[START Page]

Rebuilding Britain’s Democracy

For years, Britain’s political system has crumbled under the pressure of its failing democracy. But Gordon Brown’s proposals to shake up Westminster institutions could point a way forward.

Former Labour Prime Minister Gordon Brown speaks on the Commission on the UK’s Future report on 5 December 2022 in Leeds, England. (Ian Forsyth / Getty Images)

Gordon Brown’s report on the future of the United Kingdom, ‘A New Britain: Renewing our Democracy and Rebuilding our Economy’, is the most comprehensive and radical Labour Party contribution to constitutional reform in a generation. It is also an essential blueprint for the next Labour government, to enable it to seize the initiative and map out what the future United Kingdom could become.

In its pages, the former Labour prime minister sets out some of the social democratic principles that must underpin what would be the biggest shake up and transformation of the distribution, delivery, and administration of government and power since the establishment of devolution in 1999—decentralisation, subsidiarity, empowerment, equality, prosperity, and ultimately, accountability.

Leaving the European Union has led to a fracturing of the tectonic plates of the UK constitution. These have been growing for many years, but with the loss of the EU constitutional umbrella, the dysfunctions and contradictions have been exacerbated and exposed.

[END Page]
[START Data excerpts]

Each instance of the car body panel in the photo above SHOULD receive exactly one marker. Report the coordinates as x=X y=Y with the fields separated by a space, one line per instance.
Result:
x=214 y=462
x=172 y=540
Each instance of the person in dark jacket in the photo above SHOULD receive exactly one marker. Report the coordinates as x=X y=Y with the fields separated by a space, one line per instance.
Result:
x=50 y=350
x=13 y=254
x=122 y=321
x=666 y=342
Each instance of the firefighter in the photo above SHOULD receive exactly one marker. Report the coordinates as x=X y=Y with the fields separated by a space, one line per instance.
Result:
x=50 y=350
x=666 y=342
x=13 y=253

[END Data excerpts]

* Brief *
Can you carry the article on rebuilding Britain's democracy forward, picking up right after its final sentence? The listing is separate material, unrelated to the article.

* Solved problem *
When the Brexit referendum took place, we struggled to elucidate a simple and understandable explanation in support of our membership and the importance of the EU and the single market to our economic and political wellbeing. We couldn’t explain clearly to people why the EU was important to us all.

Now, under the shadow of a right-wing centralising UKIP-style government, we must not only defend devolution but go further and develop a model for constitutional reform that will create the long-term stability we need for better and more democratic governance within the framework of a fairer and more equal society.

This is not just about Wales, Scotland, and Northern Ireland, although resolving their constitutional dysfunctions is fundamental to the overall stability of the UK. The debate for reform in England has lagged behind the devolved nations, but is now emerging as a key political factor in local government and mayoral elections. That means it is also about solving the democratic deficit in England—the English question.

The Starting Point

Before I comment on the report itself there are a few reflections to be made to the way the report is likely to be perceived.

For the ardent nationalist, it will be seen as a betrayal because it will fail the ‘shopping list’ approach to reform and ignores the inherent essentiality of governmental inter-dependence that is so important in the global world in which we live. For the ardent centralist, it will be seen as a betrayal of our UK sovereign ‘British’ parliamentary structure and the exercise of Royal Prerogative.

But for the progressive, we must see the report as outlining the principles for reform and change and understand the need to do away with those structures that for decades and longer have protected and promoted vested interests.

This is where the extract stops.